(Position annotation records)
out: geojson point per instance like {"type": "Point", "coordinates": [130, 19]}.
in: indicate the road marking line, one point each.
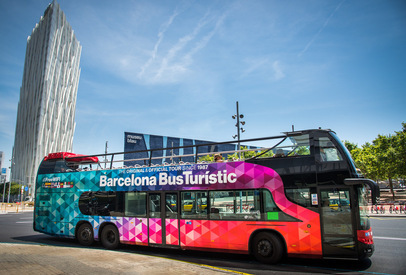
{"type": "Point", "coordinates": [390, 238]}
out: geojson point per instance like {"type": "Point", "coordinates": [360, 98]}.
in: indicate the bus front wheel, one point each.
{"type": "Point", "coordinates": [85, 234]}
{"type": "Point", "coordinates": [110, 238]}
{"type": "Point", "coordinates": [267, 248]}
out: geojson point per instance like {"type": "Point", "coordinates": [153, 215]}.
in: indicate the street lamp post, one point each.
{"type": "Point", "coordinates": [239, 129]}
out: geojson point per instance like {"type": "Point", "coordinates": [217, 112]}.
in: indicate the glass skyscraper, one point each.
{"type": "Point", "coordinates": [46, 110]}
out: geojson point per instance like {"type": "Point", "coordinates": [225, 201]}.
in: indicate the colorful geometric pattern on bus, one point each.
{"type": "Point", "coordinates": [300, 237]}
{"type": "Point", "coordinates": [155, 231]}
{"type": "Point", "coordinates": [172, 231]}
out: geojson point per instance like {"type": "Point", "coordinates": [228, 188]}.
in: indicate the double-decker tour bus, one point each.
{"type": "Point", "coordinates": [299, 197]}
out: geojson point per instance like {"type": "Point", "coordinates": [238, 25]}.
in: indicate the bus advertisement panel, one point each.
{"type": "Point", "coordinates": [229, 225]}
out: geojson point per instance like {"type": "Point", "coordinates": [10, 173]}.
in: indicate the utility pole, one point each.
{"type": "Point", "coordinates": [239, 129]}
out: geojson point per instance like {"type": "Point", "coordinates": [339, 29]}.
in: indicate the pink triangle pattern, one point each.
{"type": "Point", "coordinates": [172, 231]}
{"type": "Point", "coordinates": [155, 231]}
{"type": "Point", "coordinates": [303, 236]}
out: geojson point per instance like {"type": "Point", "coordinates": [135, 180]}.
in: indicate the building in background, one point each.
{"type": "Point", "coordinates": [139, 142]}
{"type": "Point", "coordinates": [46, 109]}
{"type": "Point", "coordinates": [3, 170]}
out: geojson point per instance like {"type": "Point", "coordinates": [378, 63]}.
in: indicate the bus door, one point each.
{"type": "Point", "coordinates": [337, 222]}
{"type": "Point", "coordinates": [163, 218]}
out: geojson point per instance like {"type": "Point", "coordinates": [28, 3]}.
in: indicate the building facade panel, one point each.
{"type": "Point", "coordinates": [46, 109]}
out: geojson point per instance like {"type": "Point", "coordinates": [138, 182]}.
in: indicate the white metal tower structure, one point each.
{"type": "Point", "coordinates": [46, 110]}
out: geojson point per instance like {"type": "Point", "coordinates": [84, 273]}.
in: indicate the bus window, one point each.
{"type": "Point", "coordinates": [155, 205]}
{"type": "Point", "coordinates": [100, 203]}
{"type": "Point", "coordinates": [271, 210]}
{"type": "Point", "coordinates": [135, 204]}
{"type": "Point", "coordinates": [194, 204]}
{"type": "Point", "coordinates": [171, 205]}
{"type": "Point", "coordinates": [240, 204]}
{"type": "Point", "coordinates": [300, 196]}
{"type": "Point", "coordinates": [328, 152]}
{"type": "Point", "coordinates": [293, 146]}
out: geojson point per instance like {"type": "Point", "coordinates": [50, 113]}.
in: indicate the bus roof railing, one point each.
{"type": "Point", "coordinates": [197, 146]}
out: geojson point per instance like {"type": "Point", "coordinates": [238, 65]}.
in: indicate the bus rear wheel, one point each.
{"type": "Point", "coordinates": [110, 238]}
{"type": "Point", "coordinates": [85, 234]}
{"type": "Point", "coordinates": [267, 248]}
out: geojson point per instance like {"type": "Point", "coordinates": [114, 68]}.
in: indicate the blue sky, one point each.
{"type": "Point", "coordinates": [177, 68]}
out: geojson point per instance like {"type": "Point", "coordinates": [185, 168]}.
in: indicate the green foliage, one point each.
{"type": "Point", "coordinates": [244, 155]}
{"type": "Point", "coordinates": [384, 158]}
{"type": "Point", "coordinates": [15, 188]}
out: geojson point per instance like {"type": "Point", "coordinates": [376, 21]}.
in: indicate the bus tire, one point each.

## Your objective
Repeat the listing verbatim. Skip the pictures.

## Response
out: geojson point per instance like {"type": "Point", "coordinates": [130, 19]}.
in: indicate the road marking line, one point each.
{"type": "Point", "coordinates": [390, 238]}
out: geojson point per instance like {"type": "Point", "coordinates": [360, 98]}.
in: indicate the bus front wheel, one point each.
{"type": "Point", "coordinates": [85, 234]}
{"type": "Point", "coordinates": [110, 238]}
{"type": "Point", "coordinates": [267, 248]}
out: geojson point per instance like {"type": "Point", "coordinates": [153, 215]}.
in: indicate the street lamp post, one point each.
{"type": "Point", "coordinates": [239, 129]}
out: geojson point per instance like {"type": "Point", "coordinates": [217, 112]}.
in: indicate the glass skyscraper, one point each.
{"type": "Point", "coordinates": [46, 110]}
out: geojson point per instance like {"type": "Point", "coordinates": [225, 201]}.
in: indicate the colorful geometric pattern on bus, one point each.
{"type": "Point", "coordinates": [300, 237]}
{"type": "Point", "coordinates": [155, 231]}
{"type": "Point", "coordinates": [172, 231]}
out: geojson point per instance like {"type": "Point", "coordinates": [228, 188]}.
in: indicate the double-decker tour bus, one point each.
{"type": "Point", "coordinates": [299, 197]}
out: geojson point per instance like {"type": "Point", "coordinates": [238, 25]}.
in: indicate the bus advertisement panel, one point each.
{"type": "Point", "coordinates": [229, 225]}
out: geojson point per instance like {"type": "Point", "coordinates": [10, 173]}.
in: indicate the utility pole, one point each.
{"type": "Point", "coordinates": [239, 129]}
out: geojson point per instance like {"type": "Point", "coordinates": [339, 29]}.
in: indicate the pink triangle pattern, one point each.
{"type": "Point", "coordinates": [172, 231]}
{"type": "Point", "coordinates": [155, 231]}
{"type": "Point", "coordinates": [303, 236]}
out: geojson point per instance like {"type": "Point", "coordinates": [135, 180]}.
in: indicate the building in background, one point each.
{"type": "Point", "coordinates": [139, 142]}
{"type": "Point", "coordinates": [46, 109]}
{"type": "Point", "coordinates": [3, 170]}
out: geojson point per instance like {"type": "Point", "coordinates": [378, 63]}.
in: indicate the bus door, one point each.
{"type": "Point", "coordinates": [337, 222]}
{"type": "Point", "coordinates": [163, 218]}
out: geojson point per instance like {"type": "Point", "coordinates": [28, 3]}.
in: indicate the building facade panel, one point each.
{"type": "Point", "coordinates": [46, 109]}
out: geojson point per instance like {"type": "Point", "coordinates": [138, 182]}.
in: indicate the white metal tower structure, one point each.
{"type": "Point", "coordinates": [46, 110]}
out: geojson point per instance like {"type": "Point", "coordinates": [84, 273]}.
in: indicate the bus window, one point each.
{"type": "Point", "coordinates": [155, 205]}
{"type": "Point", "coordinates": [100, 203]}
{"type": "Point", "coordinates": [271, 210]}
{"type": "Point", "coordinates": [135, 204]}
{"type": "Point", "coordinates": [194, 204]}
{"type": "Point", "coordinates": [171, 205]}
{"type": "Point", "coordinates": [240, 204]}
{"type": "Point", "coordinates": [300, 196]}
{"type": "Point", "coordinates": [328, 152]}
{"type": "Point", "coordinates": [293, 146]}
out: geojson point per instance like {"type": "Point", "coordinates": [50, 113]}.
in: indicate the bus roof railing, one point each.
{"type": "Point", "coordinates": [197, 146]}
out: geojson point per instance like {"type": "Point", "coordinates": [238, 65]}.
in: indicate the bus rear wheel, one point each.
{"type": "Point", "coordinates": [110, 238]}
{"type": "Point", "coordinates": [85, 234]}
{"type": "Point", "coordinates": [267, 248]}
out: geojson point per instance like {"type": "Point", "coordinates": [114, 68]}.
in: indicate the blue sky, one point each.
{"type": "Point", "coordinates": [177, 68]}
out: geojson point per instance like {"type": "Point", "coordinates": [185, 168]}.
in: indicate the green foliage, one point each.
{"type": "Point", "coordinates": [244, 155]}
{"type": "Point", "coordinates": [384, 158]}
{"type": "Point", "coordinates": [15, 188]}
out: geojson point per instance like {"type": "Point", "coordinates": [376, 21]}.
in: indicate the bus tire, one point each.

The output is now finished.